▶ SELECTED EXTRACT:
# # # # #
In addition to our transformer models, we also release our baseline models. See details of our baseline models in the chart below:

Name ITM Bert Initialisation FineTuned
baseline_baseline Contrastive Yes N
baseline_baseline-cls Classification No N
baseline_baseline-no-bert-transfer Contrastive No N
baseline-ft_baseline Contrastive Yes Y
baseline-ft_baseline-cls Classification No Y
baseline-ft_baseline-no-bert-transfer Contrastive No

Installation

You do not need to install anything! You should be able to run all code from our released colab.

Usage

You can run an image and text pair through our module and see if the image and text pair match.

import tensorflow.compat.v1 as tf import tensorflow_hub as hub
m =
hub.Module('https://tfhub.dev/deepmind/mmt/architecture-ft_image-q-12/1')

Inference:

output = model.signatures['default'](**inputs)
score = tf.nn.softmax(output['output']).numpy()[0]

where score indicates if an image-text pair match (1 indicates a perfect match). Inputs is a dictionary with the following keys:

  • image/bboxes: Coordinates of detected image bounding boxes.

  • image/detection_features: Features from image detector.

  • image/padding_mask: Indicator if image features are padded.
# # # # #
▶ STORED DATA:
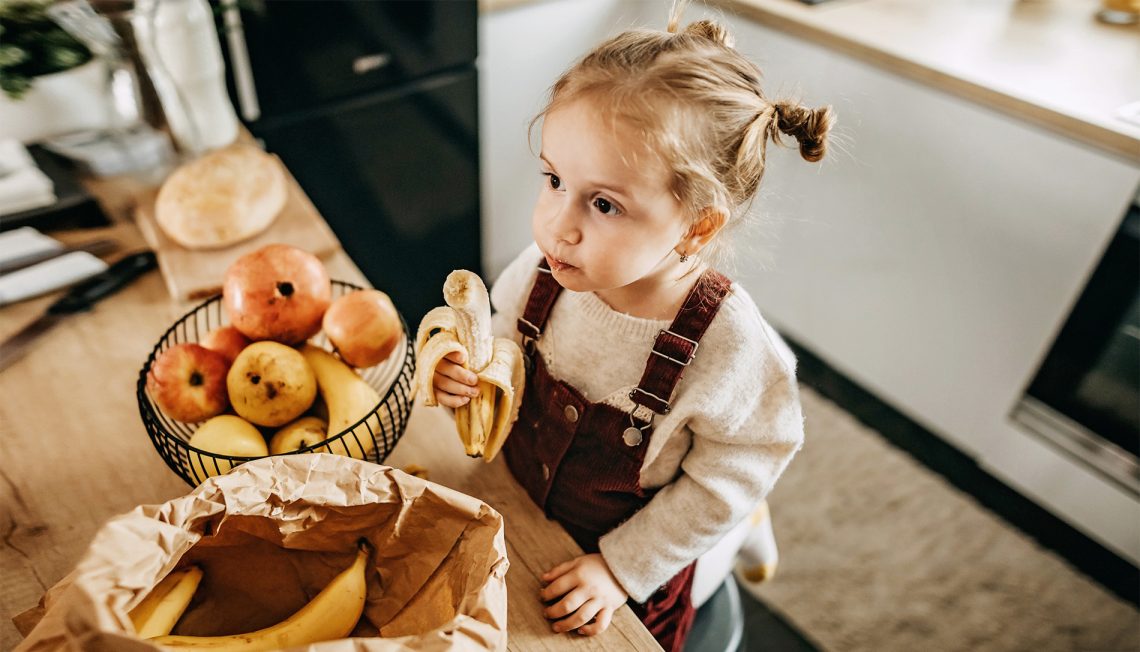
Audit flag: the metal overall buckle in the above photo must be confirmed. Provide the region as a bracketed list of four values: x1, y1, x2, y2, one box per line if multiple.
# # # # #
▶ WORK REQUEST:
Continue the documentation for the image-text matching models from its last bullet.

▶ RESPONSE FOR THIS EXERCISE:
  • masked_tokens: Text tokens

  • text/segment_ids: Indicates sentence segment. (Since we train with one sentencce this will always be 0.)

  • text/token_ids: Indicates which words tokens belong to. (We use a tokenizer which can break one word into multiple tokens).

  • text/padding_mask: Indicator if text features are padded.

Please see our colab linked for details on pre-processing. You will need to use the detector released in our colab for good results.

Citing this work

If you use this model in your research please cite:

[1] Lisa Anne Hendricks, John Mellor, Rosalia Schneider, Jean-Baptiste Alayrac, and Aida Nematzadeh. Decoupling the Role of Data, Attention, and Losses in Multimodal Transformers, TACL 2021.

Disclaimer

This is not an official Google product.